_Trecho da fonte_
━━━━

Com potencial para causar polêmicas, o polonês Shameless (Bez wstydu,
2012) suga dois pontos muito abrangentes pra contar sua afável história
de amor: o primeiro é o neonazismo, com um grupo de jovens carregando a
ideologia e praticando seus costumes com violência e caracterização; o
segundo é relativo ao incesto, escancarado e não como sugestão como em
tantos outros filmes, o que dá margem para muita reflexão sobre razões e
negações sociais dentro de uma ótica cultural mundial. Nesse filme
dirigido por Filip Marczewski, a rivalidade em distintos âmbitos parece
dar forma a narrativa, colocando grupos, crenças e amantes frente a
frente, centrando no jovem Tadek (Mateusz Kosciukiewicz) que fora morar
com a irmã e encontrou decepcionado o namorado da garota, a quem
declarou oposição.
Para contar a história, o diretor decidiu fazer uso
da câmera a partir do ângulo de visão do rapaz, sempre buscando seu
olhar e o que ele vê, como um voyeur admirando a irmã em casa. Às vezes
ela usa roupas curtas, em outro momento está dormindo ou tomando banho, e
há outros em que ela se despe e a porta fica semi-aberta. Com um viés
erótico, Marczewski investe na libidinagem da mulher, constituindo uma
espécie de atração confundida com interesse. Tadek olha, disfarça, olha
novamente, vira os olhos como se pensasse que isto não está certo e
novamente observa se entregando, irrompendo com seu vislumbre cobiçoso.

━━━━

_Dados registrados_

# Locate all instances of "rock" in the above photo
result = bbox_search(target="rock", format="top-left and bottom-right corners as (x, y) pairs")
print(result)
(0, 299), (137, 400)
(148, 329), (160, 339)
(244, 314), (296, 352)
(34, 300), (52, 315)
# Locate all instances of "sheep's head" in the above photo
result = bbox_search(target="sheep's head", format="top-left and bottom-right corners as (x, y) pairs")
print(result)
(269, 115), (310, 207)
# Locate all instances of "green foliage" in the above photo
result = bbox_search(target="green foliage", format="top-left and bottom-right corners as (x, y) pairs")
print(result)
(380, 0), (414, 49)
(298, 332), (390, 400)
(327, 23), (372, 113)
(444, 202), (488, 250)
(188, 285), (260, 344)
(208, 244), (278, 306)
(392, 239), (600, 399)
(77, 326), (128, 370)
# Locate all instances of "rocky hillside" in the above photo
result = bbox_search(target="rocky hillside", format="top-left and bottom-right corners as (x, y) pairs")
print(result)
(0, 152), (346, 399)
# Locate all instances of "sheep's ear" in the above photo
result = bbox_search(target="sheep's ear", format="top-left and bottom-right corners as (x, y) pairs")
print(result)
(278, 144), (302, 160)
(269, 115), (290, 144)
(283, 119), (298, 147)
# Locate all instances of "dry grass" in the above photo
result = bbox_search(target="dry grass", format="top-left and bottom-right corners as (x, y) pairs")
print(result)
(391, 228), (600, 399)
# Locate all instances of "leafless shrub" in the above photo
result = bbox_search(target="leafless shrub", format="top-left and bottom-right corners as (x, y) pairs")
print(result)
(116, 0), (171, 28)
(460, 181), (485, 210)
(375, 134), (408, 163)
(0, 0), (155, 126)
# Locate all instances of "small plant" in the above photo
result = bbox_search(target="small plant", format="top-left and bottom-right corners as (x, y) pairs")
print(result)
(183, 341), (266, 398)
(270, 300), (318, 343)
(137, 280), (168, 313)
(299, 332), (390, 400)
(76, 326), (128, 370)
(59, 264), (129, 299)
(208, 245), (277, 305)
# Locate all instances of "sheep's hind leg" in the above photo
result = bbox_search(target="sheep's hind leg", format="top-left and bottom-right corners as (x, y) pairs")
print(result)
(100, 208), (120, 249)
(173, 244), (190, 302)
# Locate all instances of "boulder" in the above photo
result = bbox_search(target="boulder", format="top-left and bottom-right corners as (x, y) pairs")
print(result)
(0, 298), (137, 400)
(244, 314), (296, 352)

━━━━

_Objetivo do exercício_
Traduza para o inglês esta frase do texto sobre o filme Shameless: "Para contar a história, o diretor decidiu fazer uso da câmera a partir do ângulo de visão do rapaz, sempre buscando seu olhar e o que ele vê, como um voyeur admirando a irmã em casa."

_Resultado da tarefa_
To tell the story, the director chose to use the camera from the young man's point of view, always following his gaze and what he sees, like a voyeur admiring his sister at home.